- Written problem -
Pull out the text of each item below, copying every line word for word and leaving out the pictures.

- Data extract -

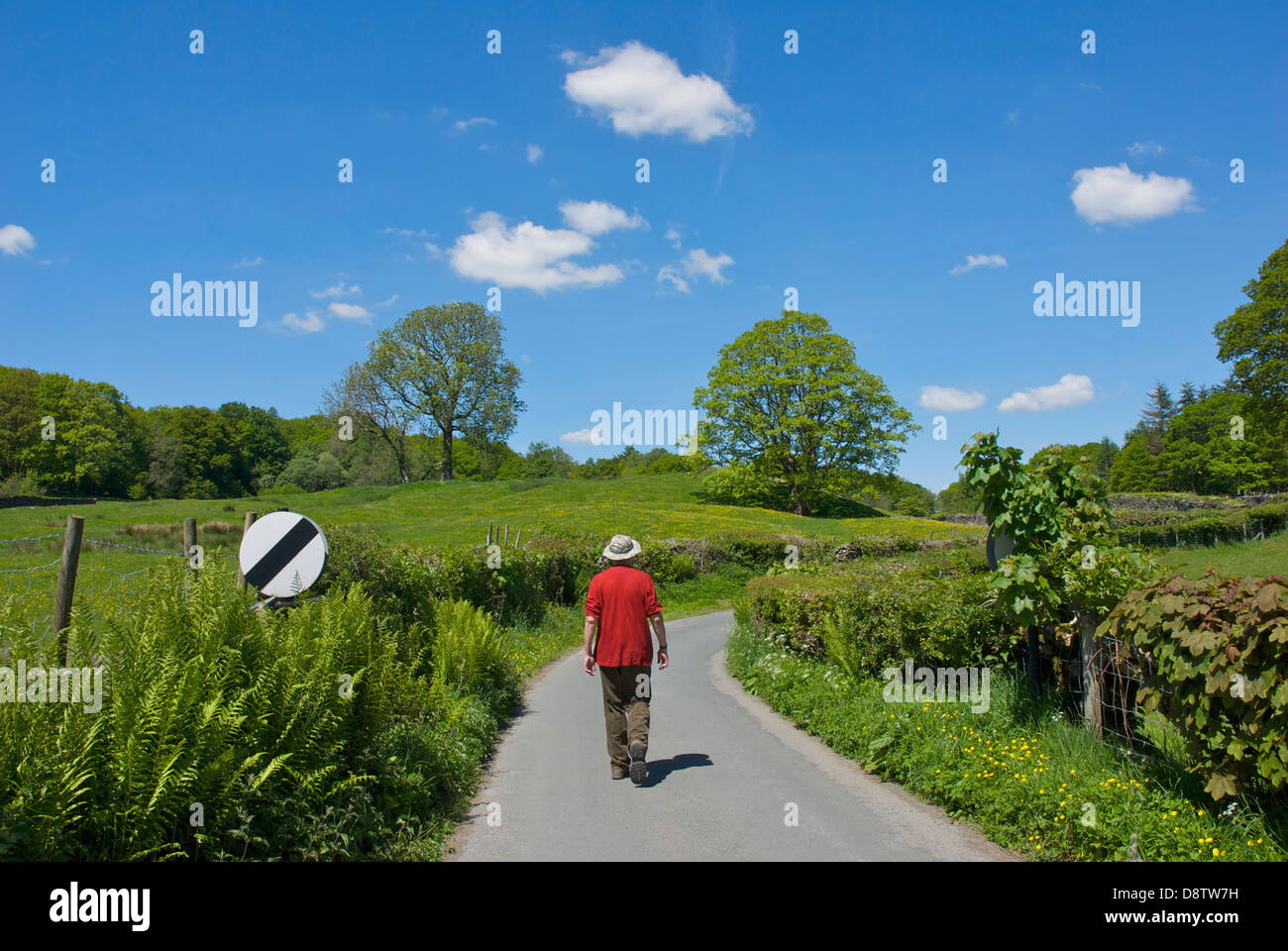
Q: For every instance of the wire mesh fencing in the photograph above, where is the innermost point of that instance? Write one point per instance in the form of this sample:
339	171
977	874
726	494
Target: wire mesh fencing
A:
1103	687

- Task answer -
Q: For every instance of the wire mesh fencing in the photograph above, where is the innermost point of that instance? Write one point per instance in the form of this sample:
339	171
977	874
726	494
Target: wire mesh fencing
A:
1103	687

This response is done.